**What needs to be done:** Transcribe each entry. Change nothing.

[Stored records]
+++

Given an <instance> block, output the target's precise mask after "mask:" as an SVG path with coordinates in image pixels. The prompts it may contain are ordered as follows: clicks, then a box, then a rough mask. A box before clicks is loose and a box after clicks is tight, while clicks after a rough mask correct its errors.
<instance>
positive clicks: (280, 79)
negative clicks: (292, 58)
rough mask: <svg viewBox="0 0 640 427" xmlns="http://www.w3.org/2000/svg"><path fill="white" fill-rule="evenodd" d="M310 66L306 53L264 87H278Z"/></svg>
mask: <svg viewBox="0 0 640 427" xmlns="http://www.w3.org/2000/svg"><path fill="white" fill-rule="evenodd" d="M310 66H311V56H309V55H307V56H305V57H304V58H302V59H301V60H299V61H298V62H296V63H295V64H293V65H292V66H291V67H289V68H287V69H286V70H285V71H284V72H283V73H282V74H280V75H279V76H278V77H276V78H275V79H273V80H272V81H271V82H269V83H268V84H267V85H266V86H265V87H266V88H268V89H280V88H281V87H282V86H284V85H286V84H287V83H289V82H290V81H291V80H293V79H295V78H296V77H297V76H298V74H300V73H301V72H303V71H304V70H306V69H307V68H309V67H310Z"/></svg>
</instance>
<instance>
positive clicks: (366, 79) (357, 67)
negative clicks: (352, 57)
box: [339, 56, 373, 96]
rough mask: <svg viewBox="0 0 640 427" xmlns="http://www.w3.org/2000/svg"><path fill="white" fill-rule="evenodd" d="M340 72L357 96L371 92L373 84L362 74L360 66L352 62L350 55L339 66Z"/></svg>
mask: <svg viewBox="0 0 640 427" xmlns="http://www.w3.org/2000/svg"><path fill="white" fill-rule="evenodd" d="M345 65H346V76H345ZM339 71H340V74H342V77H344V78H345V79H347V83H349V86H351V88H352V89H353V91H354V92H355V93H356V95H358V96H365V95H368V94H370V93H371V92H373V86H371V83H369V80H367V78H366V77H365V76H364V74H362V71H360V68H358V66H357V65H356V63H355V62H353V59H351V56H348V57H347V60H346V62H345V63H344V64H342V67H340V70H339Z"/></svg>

+++

**Answer below:**
Given an <instance> block, output the target's precise mask after "mask:" as an SVG path with coordinates in image pixels. The prompts it may contain are ordered as follows: clicks, then a box, then a rough mask. A box before clicks is loose and a box after clicks is tight, while clicks after a rough mask correct its errors.
<instance>
positive clicks: (280, 79)
negative clicks: (292, 58)
rough mask: <svg viewBox="0 0 640 427" xmlns="http://www.w3.org/2000/svg"><path fill="white" fill-rule="evenodd" d="M310 66L306 53L264 87H278Z"/></svg>
mask: <svg viewBox="0 0 640 427" xmlns="http://www.w3.org/2000/svg"><path fill="white" fill-rule="evenodd" d="M310 66H311V56H309V55H307V56H305V57H304V58H302V59H301V60H299V61H298V62H296V63H295V64H293V65H292V66H291V67H289V68H287V69H286V70H285V71H284V72H283V73H282V74H280V75H279V76H278V77H276V78H275V79H273V80H272V81H271V82H269V83H268V84H267V85H266V86H265V87H266V88H268V89H280V88H281V87H282V86H284V85H286V84H287V83H289V82H290V81H291V80H293V79H295V78H296V77H297V76H298V74H300V73H301V72H303V71H304V70H306V69H307V68H309V67H310Z"/></svg>
</instance>
<instance>
positive clicks: (366, 79) (357, 67)
negative clicks: (352, 57)
box: [339, 56, 373, 96]
rough mask: <svg viewBox="0 0 640 427" xmlns="http://www.w3.org/2000/svg"><path fill="white" fill-rule="evenodd" d="M340 72L357 96L371 92L373 84L362 74L360 66L352 62L350 55L339 66Z"/></svg>
mask: <svg viewBox="0 0 640 427" xmlns="http://www.w3.org/2000/svg"><path fill="white" fill-rule="evenodd" d="M345 65H346V76H345ZM339 71H340V74H342V77H344V78H345V79H347V83H349V86H351V88H352V89H353V91H354V92H355V93H356V95H358V96H365V95H368V94H370V93H371V92H373V86H371V83H369V80H367V78H366V77H365V76H364V74H362V71H360V68H358V66H357V65H356V63H355V62H353V59H351V56H348V57H347V60H346V62H345V63H344V64H342V67H340V70H339Z"/></svg>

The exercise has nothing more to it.